──────── EXCERPTED TEXT

Killington: The Return

Every Spartan racer knows that Killington Vermont is the birthplace of the Spartan Beast. It’s considered the toughest Spartan Beast in the United States. The race itself is located on the local skiing resort, and is surrounded by lots of mom and pop restaurants and hotels. The local community embraces the Spartan races, as businesses are very busy that race weekend. 

Last year when I raced here, it was my first Spartan Beast race, and it took 7 hours and 11 minutes to complete. So I knew this Mountain was not to be taken lightly. But after a year of training and working on trail running, I felt stronger going into this race. Also because there have been so few Beasts on the east coast, in order to reach my goal of a 5X Trifecta, I was going to have to race the Beast on both Saturday and Sunday. 

Luckily I was able to get up to the race site early Friday for the Open House so I could test out a few of the obstacles. The Multi Rig  had several different transitions with rings, a bar, and a baseball all involved. Was able to get through it pretty easily even after several attempts. But I knew of course that was with fresh arms, and since it was at the end of the race, it would be more difficult then. 

One thing I didn’t like about the festival area at this race was that everything was very far apart. The bag check and showers were a pretty decent walk away from the actual festival area. I liked it better at other venues when they were closer. I did like that there seemed to be lots of volunteers all over the place. The weather was also unseasonably warm this weekend, which was kind of nice since we all knew there would be a swim involved. 

This year they had the start on the mountain going up instead. So it definitely made for a slower start than most races. I was in the 8:15 competitive corral both days. Started off at a decent pace but the pack quickly slowed down from the elevation. 

Lots to say about this race so I’m just going to touch on the highlights instead of going over every obstacle. 

Monkey Bars was the first “issue.” The initial starting bar was quite high so I had to use the side poles to stand on and reach up. I’ve seen other racers jump up to reach those top bars, but they usually have little success completing the obstacle when they do that. Much harder to gain forward momentum after jumping straight up, plus you’ve expended extra energy just starting on the obstacle. Better to use the sides to your advantage. Anyway I was able to get through it despite it being wet. Having the FitFour gloves helped, as well as taking my time and using 2 hands on each bar.

────────────────
──────── RECORDS

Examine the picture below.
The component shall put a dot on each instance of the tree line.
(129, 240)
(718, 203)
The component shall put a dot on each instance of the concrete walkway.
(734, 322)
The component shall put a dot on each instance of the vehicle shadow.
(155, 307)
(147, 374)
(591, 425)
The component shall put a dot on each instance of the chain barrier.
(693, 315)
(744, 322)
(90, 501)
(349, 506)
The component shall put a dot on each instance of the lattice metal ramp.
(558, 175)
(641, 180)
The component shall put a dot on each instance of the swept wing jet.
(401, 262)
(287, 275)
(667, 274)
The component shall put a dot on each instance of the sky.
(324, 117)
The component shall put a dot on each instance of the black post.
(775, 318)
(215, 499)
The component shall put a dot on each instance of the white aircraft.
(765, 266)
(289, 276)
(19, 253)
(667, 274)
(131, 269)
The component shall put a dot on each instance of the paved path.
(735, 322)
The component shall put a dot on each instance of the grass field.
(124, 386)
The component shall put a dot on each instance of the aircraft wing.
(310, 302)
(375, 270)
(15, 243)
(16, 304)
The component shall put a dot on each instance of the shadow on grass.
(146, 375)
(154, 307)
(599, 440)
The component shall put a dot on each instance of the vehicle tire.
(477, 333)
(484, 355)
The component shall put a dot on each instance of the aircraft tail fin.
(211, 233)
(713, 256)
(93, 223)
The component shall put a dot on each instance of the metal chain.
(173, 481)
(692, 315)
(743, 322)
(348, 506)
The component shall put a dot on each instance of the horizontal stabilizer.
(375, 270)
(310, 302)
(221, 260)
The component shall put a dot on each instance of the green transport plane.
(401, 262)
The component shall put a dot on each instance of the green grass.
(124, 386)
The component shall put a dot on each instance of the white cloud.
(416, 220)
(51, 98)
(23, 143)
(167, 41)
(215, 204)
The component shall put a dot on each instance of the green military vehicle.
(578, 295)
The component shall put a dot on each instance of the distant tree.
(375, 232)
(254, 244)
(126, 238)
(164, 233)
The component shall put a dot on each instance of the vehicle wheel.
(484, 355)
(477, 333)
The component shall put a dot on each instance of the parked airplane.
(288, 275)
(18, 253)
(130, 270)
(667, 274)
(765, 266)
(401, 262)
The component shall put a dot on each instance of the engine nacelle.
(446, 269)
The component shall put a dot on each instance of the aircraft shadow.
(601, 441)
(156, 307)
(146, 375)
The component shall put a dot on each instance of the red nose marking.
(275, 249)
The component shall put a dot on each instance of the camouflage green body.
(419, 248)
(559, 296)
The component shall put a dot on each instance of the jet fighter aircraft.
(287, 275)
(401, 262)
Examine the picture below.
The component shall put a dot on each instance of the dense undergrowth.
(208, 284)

────────────────
──────── RECORDS

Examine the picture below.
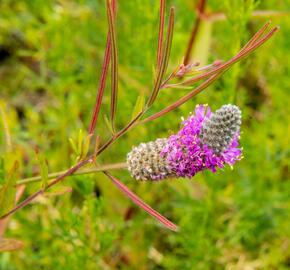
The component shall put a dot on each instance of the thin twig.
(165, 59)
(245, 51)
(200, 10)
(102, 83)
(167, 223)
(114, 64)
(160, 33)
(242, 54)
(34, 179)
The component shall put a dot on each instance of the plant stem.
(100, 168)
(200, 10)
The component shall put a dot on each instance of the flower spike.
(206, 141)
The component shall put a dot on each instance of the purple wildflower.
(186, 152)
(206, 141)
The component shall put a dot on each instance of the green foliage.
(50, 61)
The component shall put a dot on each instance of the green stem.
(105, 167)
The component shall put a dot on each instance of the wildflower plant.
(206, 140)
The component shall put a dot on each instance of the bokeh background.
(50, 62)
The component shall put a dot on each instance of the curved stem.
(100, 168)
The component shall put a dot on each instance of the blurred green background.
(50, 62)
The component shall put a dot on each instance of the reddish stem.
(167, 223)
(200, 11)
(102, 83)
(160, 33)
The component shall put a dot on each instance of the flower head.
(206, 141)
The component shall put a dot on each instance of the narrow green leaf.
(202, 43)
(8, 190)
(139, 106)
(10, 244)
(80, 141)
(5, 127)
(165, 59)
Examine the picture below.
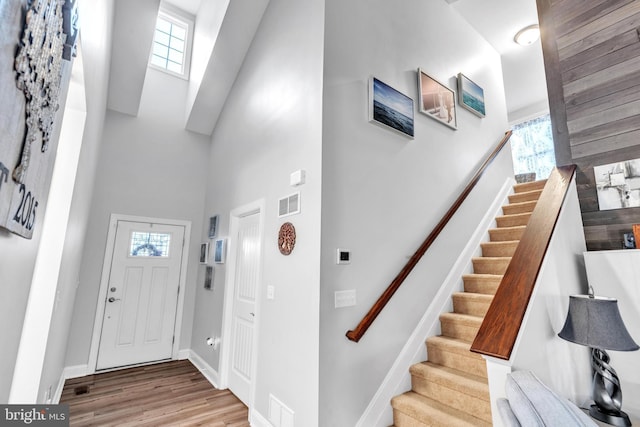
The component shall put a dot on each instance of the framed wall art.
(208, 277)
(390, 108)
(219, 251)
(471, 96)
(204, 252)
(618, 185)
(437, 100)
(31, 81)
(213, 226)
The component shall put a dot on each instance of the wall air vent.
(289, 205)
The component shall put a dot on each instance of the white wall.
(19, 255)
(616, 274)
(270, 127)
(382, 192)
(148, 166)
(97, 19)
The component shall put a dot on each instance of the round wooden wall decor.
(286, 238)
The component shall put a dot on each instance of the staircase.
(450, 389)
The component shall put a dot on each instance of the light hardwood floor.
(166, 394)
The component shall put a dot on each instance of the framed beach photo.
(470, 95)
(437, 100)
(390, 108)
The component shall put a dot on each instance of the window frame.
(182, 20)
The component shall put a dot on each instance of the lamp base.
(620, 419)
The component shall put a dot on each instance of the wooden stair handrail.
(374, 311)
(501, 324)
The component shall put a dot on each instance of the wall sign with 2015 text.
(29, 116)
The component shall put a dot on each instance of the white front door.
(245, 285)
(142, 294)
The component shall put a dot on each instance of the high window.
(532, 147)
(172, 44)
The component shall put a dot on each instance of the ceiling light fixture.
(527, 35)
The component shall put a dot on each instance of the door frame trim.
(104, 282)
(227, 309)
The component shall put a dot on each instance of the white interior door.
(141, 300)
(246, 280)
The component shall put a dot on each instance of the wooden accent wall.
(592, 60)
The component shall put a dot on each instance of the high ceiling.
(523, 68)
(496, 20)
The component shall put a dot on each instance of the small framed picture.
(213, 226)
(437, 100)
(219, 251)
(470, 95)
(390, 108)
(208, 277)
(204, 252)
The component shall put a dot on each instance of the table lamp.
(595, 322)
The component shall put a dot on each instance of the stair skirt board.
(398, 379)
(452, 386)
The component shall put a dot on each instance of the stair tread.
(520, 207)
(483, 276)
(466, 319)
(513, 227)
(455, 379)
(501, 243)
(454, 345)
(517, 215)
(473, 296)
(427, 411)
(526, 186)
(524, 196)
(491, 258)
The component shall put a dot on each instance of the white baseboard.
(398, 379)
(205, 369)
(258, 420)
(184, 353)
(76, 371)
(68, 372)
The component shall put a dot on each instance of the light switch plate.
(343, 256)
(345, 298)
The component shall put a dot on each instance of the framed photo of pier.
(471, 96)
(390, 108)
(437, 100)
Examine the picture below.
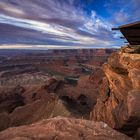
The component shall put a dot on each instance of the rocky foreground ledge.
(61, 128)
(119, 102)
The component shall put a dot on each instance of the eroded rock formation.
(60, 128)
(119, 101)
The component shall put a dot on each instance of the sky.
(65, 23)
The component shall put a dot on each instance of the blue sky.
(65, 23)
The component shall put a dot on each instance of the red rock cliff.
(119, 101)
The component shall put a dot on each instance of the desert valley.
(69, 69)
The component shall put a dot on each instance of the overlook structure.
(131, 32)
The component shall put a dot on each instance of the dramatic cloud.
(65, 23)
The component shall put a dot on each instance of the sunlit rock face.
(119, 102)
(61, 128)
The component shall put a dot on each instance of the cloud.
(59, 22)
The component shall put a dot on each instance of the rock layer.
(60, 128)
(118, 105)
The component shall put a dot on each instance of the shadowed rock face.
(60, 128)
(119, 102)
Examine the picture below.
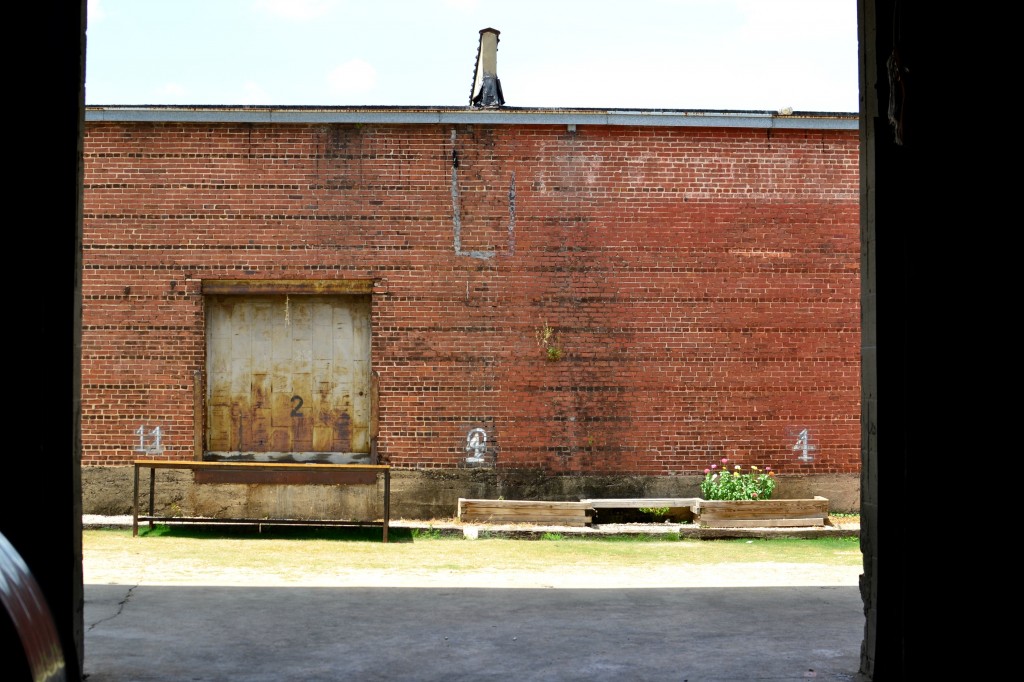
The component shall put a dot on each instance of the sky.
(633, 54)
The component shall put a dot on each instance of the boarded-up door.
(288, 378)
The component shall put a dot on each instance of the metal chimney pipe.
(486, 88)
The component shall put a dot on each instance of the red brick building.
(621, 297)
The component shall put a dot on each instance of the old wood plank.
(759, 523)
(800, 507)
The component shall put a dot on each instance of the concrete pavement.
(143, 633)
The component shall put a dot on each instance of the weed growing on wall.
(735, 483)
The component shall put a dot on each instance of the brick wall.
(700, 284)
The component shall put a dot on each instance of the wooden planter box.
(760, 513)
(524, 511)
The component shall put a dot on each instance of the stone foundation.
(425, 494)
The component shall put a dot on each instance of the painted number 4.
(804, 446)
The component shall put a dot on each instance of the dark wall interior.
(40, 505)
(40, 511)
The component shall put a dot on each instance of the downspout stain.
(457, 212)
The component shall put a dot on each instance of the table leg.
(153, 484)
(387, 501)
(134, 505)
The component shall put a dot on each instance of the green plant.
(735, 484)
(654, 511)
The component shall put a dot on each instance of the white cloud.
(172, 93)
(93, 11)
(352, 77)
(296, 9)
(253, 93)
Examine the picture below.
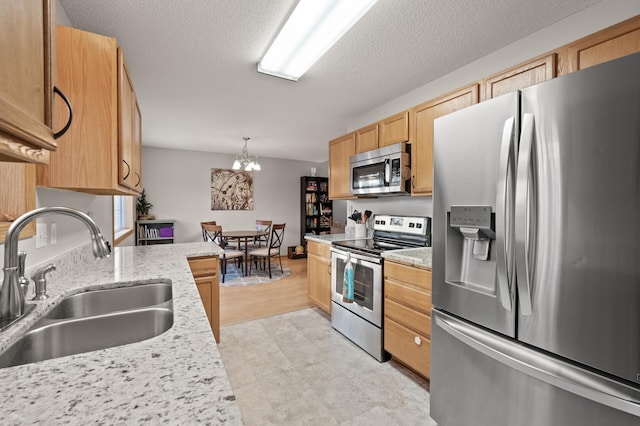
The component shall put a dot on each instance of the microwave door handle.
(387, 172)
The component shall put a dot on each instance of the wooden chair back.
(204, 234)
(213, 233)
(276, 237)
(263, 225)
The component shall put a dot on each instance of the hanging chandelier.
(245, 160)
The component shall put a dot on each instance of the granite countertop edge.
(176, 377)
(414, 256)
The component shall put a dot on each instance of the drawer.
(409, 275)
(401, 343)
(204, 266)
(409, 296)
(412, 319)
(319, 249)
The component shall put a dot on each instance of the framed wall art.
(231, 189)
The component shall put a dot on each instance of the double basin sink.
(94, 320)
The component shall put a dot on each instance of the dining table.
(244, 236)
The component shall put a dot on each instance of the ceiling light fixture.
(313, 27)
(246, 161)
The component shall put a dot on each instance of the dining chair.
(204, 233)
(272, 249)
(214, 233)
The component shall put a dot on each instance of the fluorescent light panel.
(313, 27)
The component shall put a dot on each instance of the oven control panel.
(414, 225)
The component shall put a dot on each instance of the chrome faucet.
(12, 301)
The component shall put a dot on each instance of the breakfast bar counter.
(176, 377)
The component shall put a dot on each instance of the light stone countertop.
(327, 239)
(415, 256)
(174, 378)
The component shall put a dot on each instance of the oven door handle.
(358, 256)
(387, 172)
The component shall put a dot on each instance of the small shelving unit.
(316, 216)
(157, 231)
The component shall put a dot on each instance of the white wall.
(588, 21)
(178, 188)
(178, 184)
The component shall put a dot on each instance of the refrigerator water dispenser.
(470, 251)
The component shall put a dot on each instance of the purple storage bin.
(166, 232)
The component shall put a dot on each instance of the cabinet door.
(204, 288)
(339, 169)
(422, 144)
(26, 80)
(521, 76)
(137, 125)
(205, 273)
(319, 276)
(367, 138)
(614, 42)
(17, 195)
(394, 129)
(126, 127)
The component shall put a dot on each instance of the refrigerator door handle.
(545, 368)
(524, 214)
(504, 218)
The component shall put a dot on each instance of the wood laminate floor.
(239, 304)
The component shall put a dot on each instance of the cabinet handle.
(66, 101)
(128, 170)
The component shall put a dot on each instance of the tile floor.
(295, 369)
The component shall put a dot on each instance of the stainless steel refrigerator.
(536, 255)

────────────────

LIST OF TASKS:
**a.** Reproduce the part of the Killington race account starting with "One thing I" and going on through "over every obstacle.".
**b.** According to the Killington race account, how long did the writer's first Spartan Beast race at Killington take to complete?
**c.** Decide whether each statement agrees with the Killington race account, and support each yes or no with the deciding words from the account: (i) The bag check and showers were close to the festival area. (ii) The writer started in the 8:15 competitive corral on both days. (iii) The weather that weekend was unseasonably cold.
Rely only on the text to complete each task.

SOLUTIONS BELOW:
**a.**
One thing I didn’t like about the festival area at this race was that everything was very far apart. The bag check and showers were a pretty decent walk away from the actual festival area. I liked it better at other venues when they were closer. I did like that there seemed to be lots of volunteers all over the place. The weather was also unseasonably warm this weekend, which was kind of nice since we all knew there would be a swim involved. 

This year they had the start on the mountain going up instead. So it definitely made for a slower start than most races. I was in the 8:15 competitive corral both days. Started off at a decent pace but the pack quickly slowed down from the elevation. 

Lots to say about this race so I’m just going to touch on the highlights instead of going over every obstacle.

**b.** 7 hours and 11 minutes

**c.**
(i) No: "The bag check and showers were a pretty decent walk away from the actual festival area."
(ii) Yes: "I was in the 8:15 competitive corral both days."
(iii) No: "The weather was also unseasonably warm this weekend"